- **Excerpts from point annotation data**:
________
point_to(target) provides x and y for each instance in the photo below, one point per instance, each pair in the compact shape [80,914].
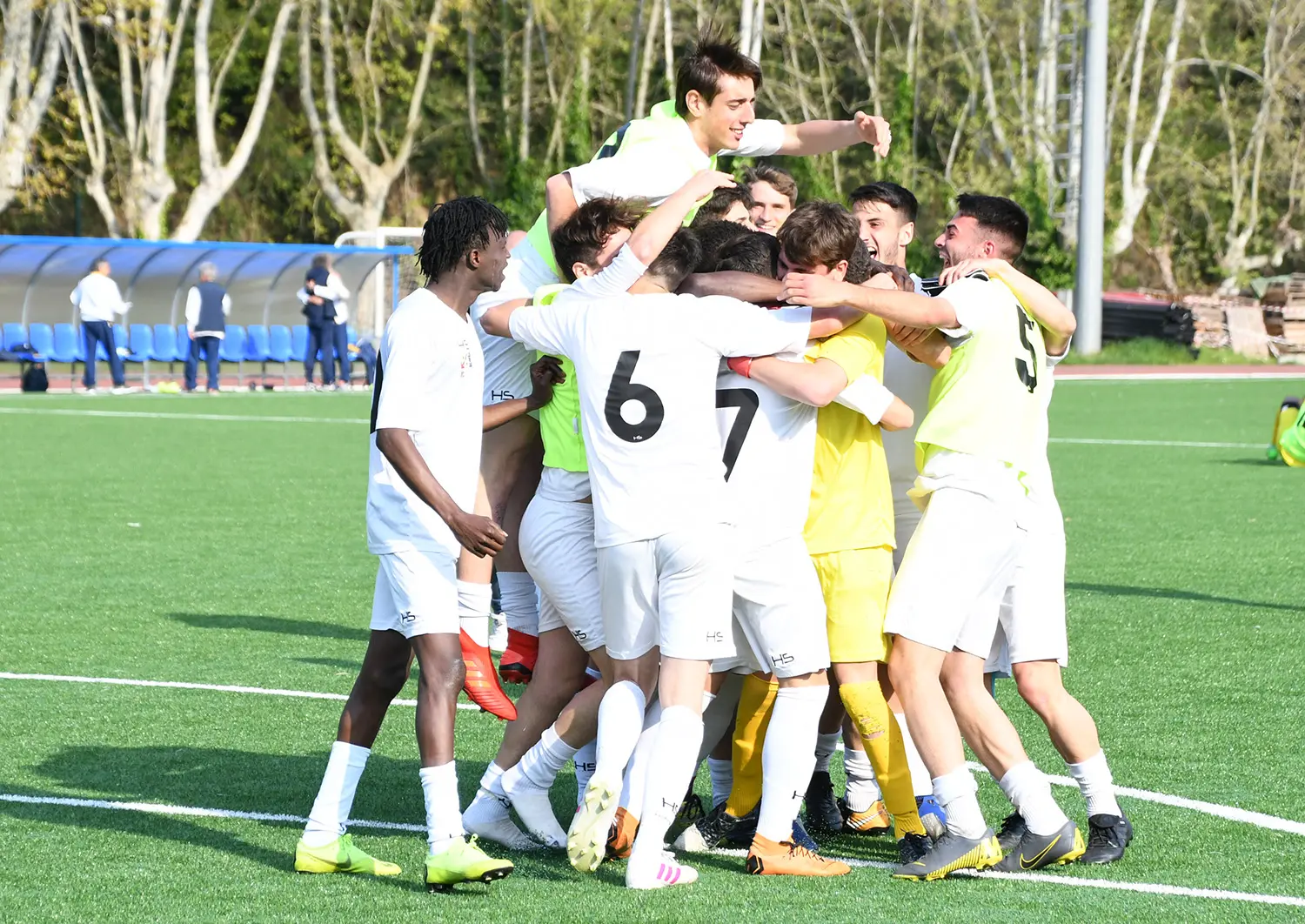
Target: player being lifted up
[713,112]
[602,258]
[427,418]
[975,445]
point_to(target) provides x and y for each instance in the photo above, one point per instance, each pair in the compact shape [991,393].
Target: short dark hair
[757,253]
[900,198]
[701,70]
[713,239]
[999,217]
[780,177]
[722,200]
[678,258]
[456,229]
[819,234]
[582,237]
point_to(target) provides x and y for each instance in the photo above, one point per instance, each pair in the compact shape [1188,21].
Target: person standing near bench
[98,299]
[320,311]
[206,308]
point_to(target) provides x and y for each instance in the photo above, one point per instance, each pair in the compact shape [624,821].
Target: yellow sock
[885,748]
[756,704]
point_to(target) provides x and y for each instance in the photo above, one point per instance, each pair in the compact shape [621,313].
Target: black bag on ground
[36,378]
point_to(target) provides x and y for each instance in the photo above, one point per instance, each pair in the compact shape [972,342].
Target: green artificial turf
[184,548]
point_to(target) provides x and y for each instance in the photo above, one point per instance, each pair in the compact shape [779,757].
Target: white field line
[1228,812]
[161,415]
[217,688]
[191,811]
[255,418]
[1150,887]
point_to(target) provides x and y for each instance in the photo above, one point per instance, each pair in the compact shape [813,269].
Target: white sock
[637,770]
[336,796]
[443,812]
[584,764]
[955,793]
[519,600]
[863,790]
[474,611]
[620,720]
[1030,793]
[825,748]
[1096,785]
[787,757]
[540,765]
[679,735]
[920,780]
[722,778]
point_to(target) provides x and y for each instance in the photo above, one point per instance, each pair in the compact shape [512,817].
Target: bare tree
[1133,172]
[29,64]
[218,177]
[363,206]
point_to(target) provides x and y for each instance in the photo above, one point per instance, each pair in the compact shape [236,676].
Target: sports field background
[177,547]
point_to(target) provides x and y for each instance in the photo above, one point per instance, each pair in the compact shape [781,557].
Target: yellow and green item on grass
[1288,441]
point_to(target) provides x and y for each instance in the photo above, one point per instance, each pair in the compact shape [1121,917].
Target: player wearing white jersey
[425,443]
[975,444]
[1031,642]
[713,112]
[558,535]
[646,367]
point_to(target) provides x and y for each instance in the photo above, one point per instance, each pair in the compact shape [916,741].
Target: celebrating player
[427,417]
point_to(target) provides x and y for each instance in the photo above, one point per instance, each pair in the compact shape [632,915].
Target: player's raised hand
[991,265]
[817,291]
[874,131]
[706,182]
[479,535]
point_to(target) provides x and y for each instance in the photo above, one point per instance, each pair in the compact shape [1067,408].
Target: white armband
[868,397]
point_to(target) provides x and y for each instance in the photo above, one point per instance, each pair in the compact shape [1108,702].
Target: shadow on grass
[277,624]
[1169,594]
[242,780]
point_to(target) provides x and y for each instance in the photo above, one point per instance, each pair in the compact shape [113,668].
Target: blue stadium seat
[140,342]
[232,350]
[13,336]
[42,338]
[256,344]
[298,341]
[279,352]
[164,344]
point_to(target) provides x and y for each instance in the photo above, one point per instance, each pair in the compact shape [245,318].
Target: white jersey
[428,383]
[769,454]
[646,367]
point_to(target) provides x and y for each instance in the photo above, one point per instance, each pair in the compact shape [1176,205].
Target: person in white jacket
[98,300]
[338,294]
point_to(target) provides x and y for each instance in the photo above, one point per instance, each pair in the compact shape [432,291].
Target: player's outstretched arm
[907,308]
[824,136]
[1038,300]
[813,384]
[479,535]
[545,373]
[659,226]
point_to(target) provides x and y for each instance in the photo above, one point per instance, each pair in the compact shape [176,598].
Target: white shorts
________
- **Directions**:
Swap every "compact shape" in the records for "short form" and write the records out again with nothing else changed. Leave the pictures out of your answer.

- **The completed task**:
point_to(target) provides x and y for each instance in the photo below, one point per instance, each pair in the short form [80,914].
Target: player being lifted up
[713,112]
[602,258]
[427,418]
[975,445]
point_to(target) provides x and y for each instance in the photo above, one point per instance, each pair in the short form [991,393].
Target: short dark hair
[757,253]
[900,198]
[701,70]
[713,239]
[999,217]
[780,177]
[722,200]
[678,258]
[456,229]
[819,234]
[582,237]
point_to(target) provides x and y for each instance in the photo above, one point per instance, each pair in the short form [1188,21].
Target: person standing near bench
[98,299]
[320,311]
[206,308]
point_to(target) provides x and y for each instance in the photo above, one point per instance, each pair in the short form [624,821].
Target: yellow sock
[885,748]
[756,704]
point_to(target) provides x and y for each instance in the photo above, one point per instance, each pair in the short form [621,313].
Target: black bag on ground
[36,378]
point_to(target) provides x and y for each instance in the photo above, one point per instance, each pair in the short form [972,342].
Target: green artificial turf
[184,548]
point_to(target) provides x and y for each instance in the photo above, one point per instance, each pair in the short form [779,757].
Target: white field line
[1228,812]
[161,415]
[217,688]
[191,811]
[255,418]
[1150,887]
point_to(target) provides x and y for each instance in the photo above, one point per instance, each pair in the short form [813,269].
Target: white sock
[637,770]
[336,796]
[443,812]
[584,764]
[955,793]
[519,600]
[863,790]
[474,611]
[620,720]
[1030,793]
[825,748]
[1096,785]
[787,757]
[540,765]
[679,735]
[920,780]
[722,778]
point_to(target) provides x and y for each instance in the photo above, one point per instance, each pair in the short form [512,817].
Target: bare tree
[1133,172]
[29,64]
[218,177]
[363,206]
point_to(target) provides x and y for each instance in the photo above, one point per instance, each pair in the short form [236,676].
Target: sports field background
[177,547]
point_to(target) provides x and y for each instance in the photo above, one point per instance, each pair in the short form [781,557].
Target: yellow and green item on grass
[1288,441]
point_to(target) provides x and y for each instance in the photo above, one point per instance, each pair in the short form [1121,917].
Target: player wearing white jersey
[425,443]
[975,444]
[1031,642]
[713,112]
[558,535]
[646,367]
point_to(target) provides x and y for each instance in the photo above, one point per instance, each pair in the short form [916,741].
Target: celebrating player
[427,417]
point_to(target) provides x and y for each instance in the photo above, one point per instance, each pair in the short form [632,915].
Target: player's raised hand
[991,265]
[817,291]
[874,131]
[706,182]
[479,535]
point_to(target) provides x and y for each instance in the photo above, one point per instance, each pair in the short form [1067,408].
Target: white armband
[868,397]
point_to(target) provides x and y for each instance in the photo above, one point per instance, each pair in the short form [1108,702].
Target: shadow on grass
[277,624]
[1169,594]
[242,780]
point_to(target) provides x and y for each instance in the photo above, one point per instance, each pair in the short form [113,668].
Target: blue stadium seat
[140,342]
[232,350]
[13,336]
[42,338]
[256,344]
[298,341]
[279,352]
[164,344]
point_to(target) provides x and y for each instance in the photo above, one point per instance, each pair in the short form [245,318].
Target: white jersey
[428,383]
[769,454]
[646,367]
point_to(target) provides x and y for each instance in the photo above, one point per instance, each pair in the short form [1176,205].
Target: person in white jacket
[98,300]
[338,294]
point_to(target) provides x and y for each instance in the photo above, one point per instance, each pair in the short form [432,291].
Target: player's outstretched arm
[907,308]
[824,136]
[1038,300]
[813,384]
[479,535]
[545,373]
[659,226]
point_to(target) provides x and y for each instance in the photo above, one point per instance, each pair in the short form [176,598].
Target: white shorts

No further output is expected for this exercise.